◆ **Input for this task**

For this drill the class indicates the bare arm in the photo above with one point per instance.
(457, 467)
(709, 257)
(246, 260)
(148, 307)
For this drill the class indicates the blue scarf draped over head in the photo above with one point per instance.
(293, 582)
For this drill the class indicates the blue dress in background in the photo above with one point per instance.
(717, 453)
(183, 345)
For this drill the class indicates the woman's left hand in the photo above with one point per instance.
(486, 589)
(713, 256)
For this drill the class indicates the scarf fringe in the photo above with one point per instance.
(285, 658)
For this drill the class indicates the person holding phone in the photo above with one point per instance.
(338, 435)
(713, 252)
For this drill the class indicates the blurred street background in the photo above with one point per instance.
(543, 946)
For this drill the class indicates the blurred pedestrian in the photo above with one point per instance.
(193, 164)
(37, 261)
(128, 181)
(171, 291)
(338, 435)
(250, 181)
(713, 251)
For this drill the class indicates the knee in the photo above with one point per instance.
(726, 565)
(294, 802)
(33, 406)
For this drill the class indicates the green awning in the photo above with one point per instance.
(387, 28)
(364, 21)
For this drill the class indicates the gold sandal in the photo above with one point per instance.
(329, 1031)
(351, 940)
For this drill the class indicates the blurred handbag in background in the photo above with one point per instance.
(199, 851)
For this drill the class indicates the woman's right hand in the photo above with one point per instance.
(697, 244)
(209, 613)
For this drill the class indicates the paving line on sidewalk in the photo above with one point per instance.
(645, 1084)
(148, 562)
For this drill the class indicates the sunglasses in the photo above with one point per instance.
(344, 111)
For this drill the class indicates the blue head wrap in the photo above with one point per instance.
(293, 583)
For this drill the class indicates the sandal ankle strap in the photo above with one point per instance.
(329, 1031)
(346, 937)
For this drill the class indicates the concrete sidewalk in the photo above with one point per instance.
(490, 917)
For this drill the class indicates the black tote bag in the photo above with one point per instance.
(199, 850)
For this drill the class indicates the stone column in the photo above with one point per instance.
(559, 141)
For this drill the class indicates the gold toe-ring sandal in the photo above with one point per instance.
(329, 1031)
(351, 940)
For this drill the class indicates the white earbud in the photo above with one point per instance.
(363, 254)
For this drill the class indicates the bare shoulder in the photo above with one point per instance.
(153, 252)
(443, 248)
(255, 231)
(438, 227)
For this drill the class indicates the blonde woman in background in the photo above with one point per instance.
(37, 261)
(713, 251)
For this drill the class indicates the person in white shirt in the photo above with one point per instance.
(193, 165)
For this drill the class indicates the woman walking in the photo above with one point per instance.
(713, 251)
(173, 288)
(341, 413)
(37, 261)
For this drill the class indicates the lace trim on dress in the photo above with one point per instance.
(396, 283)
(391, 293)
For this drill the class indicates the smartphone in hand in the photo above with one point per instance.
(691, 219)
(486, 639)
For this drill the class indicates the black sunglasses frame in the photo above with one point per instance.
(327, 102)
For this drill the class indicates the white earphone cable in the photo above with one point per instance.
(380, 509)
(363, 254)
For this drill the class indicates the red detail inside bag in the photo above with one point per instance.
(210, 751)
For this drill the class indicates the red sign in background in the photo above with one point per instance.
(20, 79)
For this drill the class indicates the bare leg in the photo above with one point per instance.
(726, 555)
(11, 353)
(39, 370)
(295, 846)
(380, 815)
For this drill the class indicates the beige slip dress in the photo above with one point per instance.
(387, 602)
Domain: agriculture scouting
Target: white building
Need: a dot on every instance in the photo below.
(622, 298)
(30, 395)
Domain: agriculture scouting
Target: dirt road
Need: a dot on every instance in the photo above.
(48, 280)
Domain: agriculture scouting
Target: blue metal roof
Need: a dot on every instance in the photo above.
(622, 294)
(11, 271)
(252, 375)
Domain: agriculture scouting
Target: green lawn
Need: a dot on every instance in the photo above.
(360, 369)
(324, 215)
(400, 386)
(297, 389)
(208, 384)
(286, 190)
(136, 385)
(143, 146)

◆ **Required work**
Write the whole listing out again exactly.

◆ **Problem solution**
For this drill the class indicates the bare arm in the photo above with one point per instance.
(457, 467)
(709, 257)
(246, 260)
(148, 307)
For this drill the class indicates the blue scarf draped over head in the photo above with one point per instance.
(293, 582)
For this drill the class indicates the blue dress in background in the photo above with one point per instance.
(717, 453)
(183, 345)
For this drill the class indicates the woman's left hand in the photo above with one point per instance.
(486, 589)
(713, 256)
For this drill the class indicates the scarf fringe in the photo above with one point per instance.
(285, 658)
For this drill the class indicates the person holding phone in the photo above with one point per instance.
(338, 435)
(713, 252)
For this drill the class indicates the blurred street background in the photo above with one point per instance.
(543, 946)
For this drill the class indicates the blurred pedestrian in the photo above with one point per instance.
(193, 164)
(37, 261)
(128, 181)
(171, 291)
(338, 435)
(250, 181)
(713, 251)
For this drill the class indicates the knee in the photo above with one point per instance.
(726, 565)
(294, 802)
(33, 406)
For this drill the class indicates the green awning in the photo above with one point per instance.
(387, 28)
(364, 21)
For this drill the class indicates the gold sandal in the photo above with one point per instance.
(329, 1031)
(351, 940)
For this drill the class indicates the blurred handbag in background in the photo above with one point per instance.
(199, 851)
For this drill the class indicates the woman's right hand in the photo above with one point per instance.
(697, 244)
(209, 613)
For this drill the class indicates the paving line on sidewalk in the photo above with one point per instance.
(645, 1084)
(148, 562)
For this drill the class indicates the sunglasses in the photo above with one point per instance.
(344, 111)
For this drill the class indicates the blue head wrap in the photo above with one point per instance.
(293, 583)
For this drill the class indicates the sandal ankle strap in the photo above with one point per instance.
(329, 1031)
(346, 937)
For this drill the class indicates the concrete sidewalk in the photo above with one point per instance.
(490, 917)
For this drill the class indicates the black tote bag in the photo above with one point per instance.
(199, 850)
For this drill the class indicates the stone column in the photo above with one point per instance.
(559, 141)
For this drill the class indicates the gold toe-ring sandal in the photo above with one point per instance.
(329, 1031)
(351, 940)
For this drill the class indicates the white earbud in the photo above with one point per instance.
(363, 254)
For this drill the class indicates the bare shoulder in the photo above with one point per instance.
(153, 252)
(443, 248)
(255, 231)
(438, 227)
For this drill the class indicates the blonde woman in background in the photo above with one point per instance.
(37, 261)
(713, 251)
For this drill the class indicates the person in white shirt in the photo above with one point per instance.
(193, 165)
For this drill the class indicates the woman walking in the photo above with one point per instance.
(713, 251)
(173, 288)
(341, 413)
(37, 261)
For this drill the class indicates the lace trim on dress in the photo above with one point per instance.
(396, 283)
(391, 293)
For this drill the class indicates the smartphone in hand in the photo above with one point per instance.
(691, 219)
(486, 639)
For this drill the class indicates the black sunglasses frame in the photo above with one point per instance.
(327, 102)
For this drill the class indicates the white earphone cable in the photo above with one point per instance.
(380, 509)
(363, 254)
For this drill the class indicates the red detail inside bag in the photo above with one point per instance.
(210, 751)
For this drill the class indicates the red sign in background in the photo above with one point per instance.
(20, 79)
For this drill the class indicates the bare leg in the photo above with one point per instance.
(726, 555)
(11, 353)
(39, 370)
(295, 846)
(380, 815)
For this drill the class indicates the beige slip dress in the photo above with one point per instance.
(387, 602)
Domain: agriculture scouting
Target: white building
Need: a dot on every instance in the photo below.
(622, 298)
(30, 395)
Domain: agriculture scouting
Target: dirt road
Need: a dot on every instance in the photo above.
(48, 280)
Domain: agriculture scouting
Target: blue metal roof
Need: a dot on every instance in the photo above.
(622, 294)
(11, 271)
(252, 375)
Domain: agriculture scouting
Target: green lawn
Need: a dot on every instance in the photo above.
(360, 369)
(324, 215)
(400, 386)
(297, 389)
(208, 384)
(286, 190)
(136, 385)
(143, 146)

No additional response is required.